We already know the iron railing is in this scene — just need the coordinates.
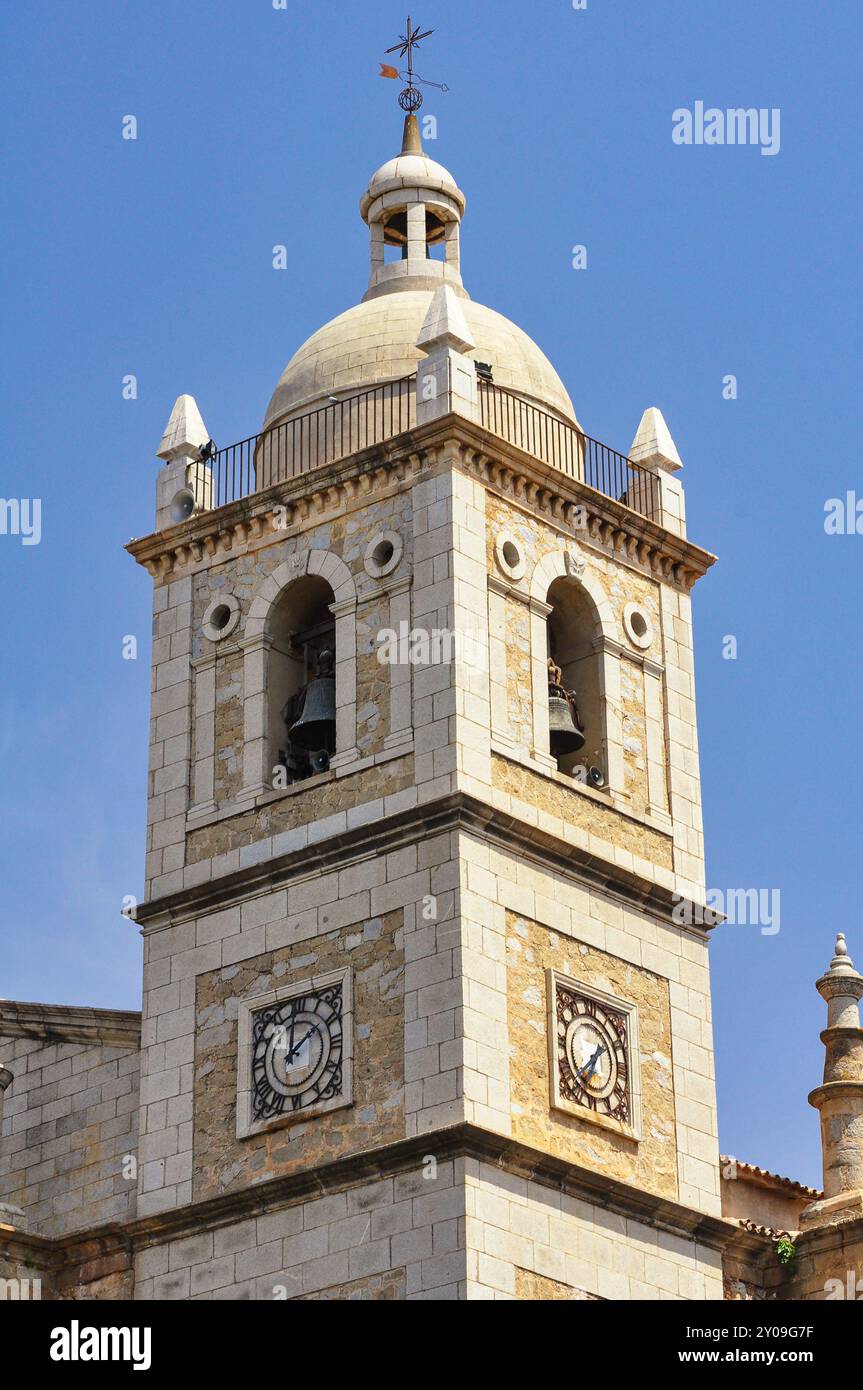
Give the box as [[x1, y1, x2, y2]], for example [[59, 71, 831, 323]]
[[210, 375, 659, 517], [213, 375, 417, 507], [479, 379, 659, 517]]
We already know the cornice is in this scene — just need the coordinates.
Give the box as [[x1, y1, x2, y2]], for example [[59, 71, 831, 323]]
[[0, 999, 140, 1048], [126, 414, 716, 591], [135, 792, 700, 941], [0, 1123, 739, 1272]]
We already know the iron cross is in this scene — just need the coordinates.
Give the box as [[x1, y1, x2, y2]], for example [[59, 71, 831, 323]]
[[386, 15, 435, 86]]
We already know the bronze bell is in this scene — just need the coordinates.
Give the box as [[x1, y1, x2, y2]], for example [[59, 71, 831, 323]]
[[288, 652, 335, 753], [549, 660, 585, 758]]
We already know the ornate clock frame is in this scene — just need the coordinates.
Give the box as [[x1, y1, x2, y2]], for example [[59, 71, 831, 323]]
[[236, 969, 353, 1138], [548, 970, 642, 1140]]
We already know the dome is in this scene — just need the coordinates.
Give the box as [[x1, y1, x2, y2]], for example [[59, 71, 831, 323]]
[[258, 114, 577, 430], [360, 154, 466, 218], [258, 291, 577, 430]]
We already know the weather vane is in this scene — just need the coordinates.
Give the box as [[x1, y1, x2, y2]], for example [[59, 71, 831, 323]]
[[381, 15, 449, 113]]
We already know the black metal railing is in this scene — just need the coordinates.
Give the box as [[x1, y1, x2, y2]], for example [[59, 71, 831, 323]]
[[205, 375, 659, 517], [213, 375, 417, 507], [479, 379, 659, 517]]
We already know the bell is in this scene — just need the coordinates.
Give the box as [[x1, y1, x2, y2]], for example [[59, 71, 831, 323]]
[[288, 652, 335, 753], [549, 685, 585, 758]]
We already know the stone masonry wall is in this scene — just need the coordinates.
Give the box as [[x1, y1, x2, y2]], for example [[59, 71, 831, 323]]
[[506, 913, 678, 1200], [193, 905, 404, 1201], [135, 1162, 466, 1301], [467, 1159, 723, 1300], [0, 1038, 139, 1236]]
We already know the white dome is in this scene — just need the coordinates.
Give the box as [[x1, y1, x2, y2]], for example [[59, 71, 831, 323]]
[[360, 154, 466, 217], [258, 289, 578, 430]]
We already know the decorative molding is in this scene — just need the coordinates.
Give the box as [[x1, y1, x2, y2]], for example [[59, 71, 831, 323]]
[[0, 999, 140, 1048], [126, 414, 716, 592], [0, 1123, 744, 1270]]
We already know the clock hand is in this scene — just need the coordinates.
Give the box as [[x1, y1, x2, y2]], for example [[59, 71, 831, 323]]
[[575, 1043, 605, 1081], [285, 1027, 314, 1066]]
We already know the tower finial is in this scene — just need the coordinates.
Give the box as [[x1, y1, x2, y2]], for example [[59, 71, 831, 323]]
[[386, 15, 435, 115], [800, 931, 863, 1227]]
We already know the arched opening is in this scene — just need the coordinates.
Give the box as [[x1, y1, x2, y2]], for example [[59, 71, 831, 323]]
[[548, 578, 607, 785], [267, 574, 336, 785], [384, 207, 446, 263]]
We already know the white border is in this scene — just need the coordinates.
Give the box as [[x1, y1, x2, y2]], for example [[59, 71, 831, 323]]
━━━━━━━━
[THE PROBLEM]:
Copy all the lines above word for word, leaving out the picture.

[RESPONSE TO THE TASK]:
We already know the iron railing is in this scene — just need the coordinates.
Give the box as [[x1, y1, x2, y2]], for example [[59, 71, 831, 323]]
[[210, 375, 659, 517], [213, 375, 417, 507], [479, 379, 659, 517]]
We already know the cornice is in this scene — just need the coordinates.
Give the box as [[x1, y1, x2, y2]], for example [[59, 71, 831, 323]]
[[0, 999, 140, 1048], [126, 414, 716, 591], [135, 792, 700, 941], [0, 1123, 739, 1272]]
We already know the iron cross is in this scene — just need the coordinates.
Give the box as [[x1, y1, x2, y2]], for example [[59, 71, 831, 323]]
[[386, 15, 435, 86]]
We already know the bronze bell is in this scene — just need the coordinates.
Give the box as [[x1, y1, x2, y2]], for example [[59, 71, 831, 323]]
[[288, 652, 335, 753], [549, 660, 585, 758]]
We already know the ornate clock frame is in this scene — just need the coordinates.
Give the box as [[x1, y1, x2, y2]], for example [[59, 71, 831, 323]]
[[236, 969, 353, 1138], [548, 970, 642, 1140]]
We already know the dome is in this scene — just need the coordinates.
Give the box as [[x1, y1, x2, y2]], for example [[59, 71, 831, 323]]
[[258, 114, 577, 430], [360, 154, 466, 218], [258, 291, 577, 430]]
We already know the weather vane is in this scene — just need the coordinates.
Give the box as [[x1, y1, x2, y2]], for example [[59, 71, 831, 323]]
[[381, 15, 449, 113]]
We already know the black metal railing is in this scene — just need the coordinates.
Give the box as [[x1, y1, x2, y2]], for example [[59, 71, 831, 323]]
[[205, 375, 659, 517], [213, 375, 417, 507], [479, 379, 659, 517]]
We already know the bell is in this scene — just need the coordinates.
Give the box as [[x1, y1, x2, y2]], for example [[59, 71, 831, 323]]
[[288, 652, 335, 753], [549, 685, 585, 758]]
We already know the stone masonry wall is in this scene — just need the coordinates.
Give the box as [[x1, y1, x2, y2]], for example [[59, 71, 831, 323]]
[[506, 913, 678, 1200], [193, 905, 404, 1201], [135, 1162, 466, 1301], [467, 1159, 723, 1300], [0, 1038, 139, 1236]]
We already know the white dome is in this scene — just need the coordinates.
Give the box as [[x1, y1, x2, y2]], for example [[59, 71, 831, 323]]
[[360, 154, 466, 217], [258, 289, 578, 430]]
We already know the decorative molding is in this scene — just need the coordinates.
Give the box as [[x1, y1, x2, y2]], for example [[59, 71, 831, 323]]
[[0, 999, 140, 1048], [126, 414, 716, 592], [0, 1123, 744, 1270]]
We already know the clock hand is in this scene — just need the coordinates.
Give the box as [[x1, y1, x2, y2]], for example [[59, 71, 831, 323]]
[[575, 1043, 605, 1081], [285, 1027, 314, 1066]]
We already know the tower finial is in this scene — just need the coordinates.
Give the box as [[x1, y1, x2, y2]], for example [[59, 71, 831, 323]]
[[386, 15, 435, 115], [800, 931, 863, 1227]]
We already know the arched opening is in this scene — just need the coordinates.
Give the box as [[x1, y1, x2, y2]], for example [[59, 71, 831, 323]]
[[548, 578, 607, 785], [267, 574, 336, 785], [384, 207, 446, 263]]
We already know the white border is in this scene — just need the coordinates.
Give the box as [[x1, y1, x2, y2]], for example [[59, 71, 831, 323]]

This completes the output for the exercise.